| DATA PROVIDED |
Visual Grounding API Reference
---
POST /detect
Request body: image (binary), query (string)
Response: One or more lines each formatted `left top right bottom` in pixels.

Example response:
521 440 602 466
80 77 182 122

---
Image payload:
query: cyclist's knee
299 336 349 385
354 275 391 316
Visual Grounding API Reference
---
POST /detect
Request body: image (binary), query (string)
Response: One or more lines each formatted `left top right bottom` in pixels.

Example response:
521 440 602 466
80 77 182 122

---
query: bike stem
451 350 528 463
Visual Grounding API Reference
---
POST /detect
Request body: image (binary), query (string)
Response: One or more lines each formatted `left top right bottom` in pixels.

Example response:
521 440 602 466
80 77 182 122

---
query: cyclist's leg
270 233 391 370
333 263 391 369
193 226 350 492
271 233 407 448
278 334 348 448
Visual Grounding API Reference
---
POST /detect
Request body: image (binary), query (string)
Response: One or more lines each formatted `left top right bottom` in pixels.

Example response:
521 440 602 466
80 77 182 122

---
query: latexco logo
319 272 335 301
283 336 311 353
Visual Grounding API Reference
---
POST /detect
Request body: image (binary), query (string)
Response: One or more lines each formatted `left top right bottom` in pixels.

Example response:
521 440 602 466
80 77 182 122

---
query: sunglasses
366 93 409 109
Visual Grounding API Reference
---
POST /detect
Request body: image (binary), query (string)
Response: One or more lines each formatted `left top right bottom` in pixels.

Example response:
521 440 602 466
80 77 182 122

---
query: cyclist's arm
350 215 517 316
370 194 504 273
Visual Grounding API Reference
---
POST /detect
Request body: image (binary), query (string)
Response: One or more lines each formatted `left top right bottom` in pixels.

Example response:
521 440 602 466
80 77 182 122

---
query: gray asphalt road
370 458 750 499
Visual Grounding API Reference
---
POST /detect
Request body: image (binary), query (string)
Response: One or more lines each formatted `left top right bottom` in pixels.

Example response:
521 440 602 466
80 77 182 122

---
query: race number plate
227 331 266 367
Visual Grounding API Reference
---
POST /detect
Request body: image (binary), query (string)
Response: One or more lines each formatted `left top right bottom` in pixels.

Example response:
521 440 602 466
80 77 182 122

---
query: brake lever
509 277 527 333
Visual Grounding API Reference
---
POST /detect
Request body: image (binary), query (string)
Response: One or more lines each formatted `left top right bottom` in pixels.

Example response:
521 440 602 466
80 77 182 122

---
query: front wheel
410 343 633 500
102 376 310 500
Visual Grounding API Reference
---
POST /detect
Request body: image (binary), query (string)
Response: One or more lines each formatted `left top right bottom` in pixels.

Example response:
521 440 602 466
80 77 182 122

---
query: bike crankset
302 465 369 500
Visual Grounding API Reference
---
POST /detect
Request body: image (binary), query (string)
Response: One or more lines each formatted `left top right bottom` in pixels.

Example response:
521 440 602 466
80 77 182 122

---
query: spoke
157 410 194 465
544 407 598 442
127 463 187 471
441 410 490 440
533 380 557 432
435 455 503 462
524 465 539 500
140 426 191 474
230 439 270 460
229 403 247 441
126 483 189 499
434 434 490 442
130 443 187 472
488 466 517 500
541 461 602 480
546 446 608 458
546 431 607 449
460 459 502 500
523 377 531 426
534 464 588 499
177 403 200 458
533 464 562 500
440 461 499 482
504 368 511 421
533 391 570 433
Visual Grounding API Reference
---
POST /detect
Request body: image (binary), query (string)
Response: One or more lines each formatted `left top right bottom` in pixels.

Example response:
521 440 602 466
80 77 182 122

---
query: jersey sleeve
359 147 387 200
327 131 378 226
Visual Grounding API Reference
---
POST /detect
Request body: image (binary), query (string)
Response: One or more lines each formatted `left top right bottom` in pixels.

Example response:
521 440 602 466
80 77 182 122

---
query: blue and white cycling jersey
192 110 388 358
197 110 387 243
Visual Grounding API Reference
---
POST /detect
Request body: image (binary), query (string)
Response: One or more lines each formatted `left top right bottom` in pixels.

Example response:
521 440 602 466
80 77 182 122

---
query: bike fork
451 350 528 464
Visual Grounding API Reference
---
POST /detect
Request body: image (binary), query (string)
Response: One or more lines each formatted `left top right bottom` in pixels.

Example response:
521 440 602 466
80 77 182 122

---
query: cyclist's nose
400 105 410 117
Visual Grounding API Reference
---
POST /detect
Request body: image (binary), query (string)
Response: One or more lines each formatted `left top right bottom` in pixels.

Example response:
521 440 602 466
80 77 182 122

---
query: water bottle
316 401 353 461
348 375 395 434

| TASK OBJECTIVE |
What is needed is an exact copy of every entry.

| COMPLETED EXERCISE |
Visual Grounding API Reference
---
POST /detect
Request body: image (binary), query (string)
Response: One or more lines each formatted `left top right bottom` in pixels.

Example response:
521 440 602 466
80 77 182 122

---
Image payload:
query: cyclist's knee
299 336 349 385
354 275 391 316
Visual Grounding API Reference
---
POST /detect
Request body: image (binary), query (string)
Response: One or more lines each formatted `left top right bottom` in pixels.

Example response:
521 440 602 466
80 77 182 122

---
query: bike stem
451 350 528 463
Visual Grounding API Reference
---
POST /detect
Request body: image (binary), query (string)
Response: One or more lines each formatted `left top right bottom` in pixels.

Example response:
521 440 602 466
80 77 182 122

---
query: cyclist's leg
270 233 391 370
333 263 391 369
193 226 350 492
271 233 407 448
278 334 348 448
Visual Grounding API Reference
---
POST /detect
Request body: image (binary), query (string)
Response: One or more lines each formatted `left top right bottom` in pixels.

Example response:
521 440 602 466
80 77 182 122

---
query: latexco logo
319 272 335 301
283 336 311 353
Visual Grounding API Reference
---
POST /detect
Request body: image (binary), query (string)
Response: One or more lines each formatted `left top right bottom` in pixels.

Example response:
521 440 602 466
80 77 182 122

---
query: sunglasses
366 93 409 109
Visual Grounding API Reference
---
POST /detect
Request body: image (binary), query (string)
Response: One or more lines each formatted `left top right bottom` in pixels.

Example response:
521 440 602 466
80 77 182 122

---
query: cyclist's arm
350 215 517 316
370 194 504 273
Visual Grounding API Reference
---
POST /detect
Request body: image (binary), query (string)
Response: One or more lines each formatted `left top right bottom` in pixels.

Example response:
521 440 602 466
80 77 182 122

---
query: gray asphalt road
370 458 750 499
Visual Grounding API Reference
---
POST /detect
Request body: image (binary), query (string)
Response: One or more lines each formatted `left top right bottom` in pixels.

Example response:
521 440 602 466
80 77 182 122

---
query: race number plate
227 331 266 367
Visual Grounding API Reference
---
POST /detect
Request body: image (binary), query (string)
Response: One or more lines each formatted `left top right bottom` in pixels.

Example response:
521 440 602 466
80 77 182 122

---
query: brake lever
509 277 527 333
Visual Grounding API Reference
---
POST /detect
Request body: image (binary), query (string)
Response: One or more lines each formatted `left top right bottom` in pixels.

Example response:
521 440 602 466
80 77 182 122

---
query: front wheel
410 343 633 500
102 376 310 500
Visual Grounding API Reference
---
POST /detect
Request body: image (binary), query (string)
Response: One or more lines each formatted `left top right bottom` in pixels.

Example response:
521 440 602 466
80 77 182 122

---
query: bike crankset
302 465 369 500
Visual Grounding API Reference
---
POST /detect
Request body: image (binary), query (string)
Response: One or more lines each formatted `left top right bottom` in pixels.

Example response:
521 440 602 466
80 77 182 122

---
query: spoke
157 410 194 465
544 407 598 442
127 463 187 471
441 410 490 440
533 380 557 432
435 455 503 462
524 465 539 500
140 426 191 474
230 439 270 460
229 403 247 441
126 483 189 499
434 434 490 442
130 443 187 472
488 466 517 500
541 461 602 480
546 446 608 458
546 431 607 449
460 459 502 500
523 377 531 426
534 464 588 499
177 403 200 458
533 464 562 500
440 461 499 482
504 368 511 421
533 391 570 433
Visual Grounding API Reference
---
POST /detect
Request body: image (binary), query (string)
Response: One or more lines each formatted `left top right bottom` in pixels.

Example response:
521 440 602 466
80 77 182 122

---
query: jersey sleeve
359 147 387 200
327 131 378 226
Visual Grounding API Reference
---
POST /detect
Request body: image (binary), query (string)
Response: One or more lines each formatted `left top right bottom` in pixels.

Example response:
521 440 602 466
80 77 182 122

---
query: blue and white cycling jersey
192 110 388 358
197 110 387 243
Visual Grounding API Reference
---
POST /detect
Request body: image (binary), query (string)
Response: One or more lines each formatted `left top right bottom` in pixels.

Example response:
521 440 602 466
80 77 182 122

---
query: bike fork
451 350 528 464
Visual Grounding API Reference
---
POST /detect
Request body: image (binary), query (string)
Response: One or more lines each formatted `left top right bottom` in pixels.

Example response:
521 440 602 466
80 77 182 122

---
query: cyclist's nose
400 105 410 117
Visual Grounding API Reference
---
POST /detect
Request body: image (binary), query (string)
Response: One or more lines each formatted `left top right bottom` in pixels.

Example response:
521 440 602 466
80 77 182 122

---
query: water bottle
316 401 353 461
348 375 395 434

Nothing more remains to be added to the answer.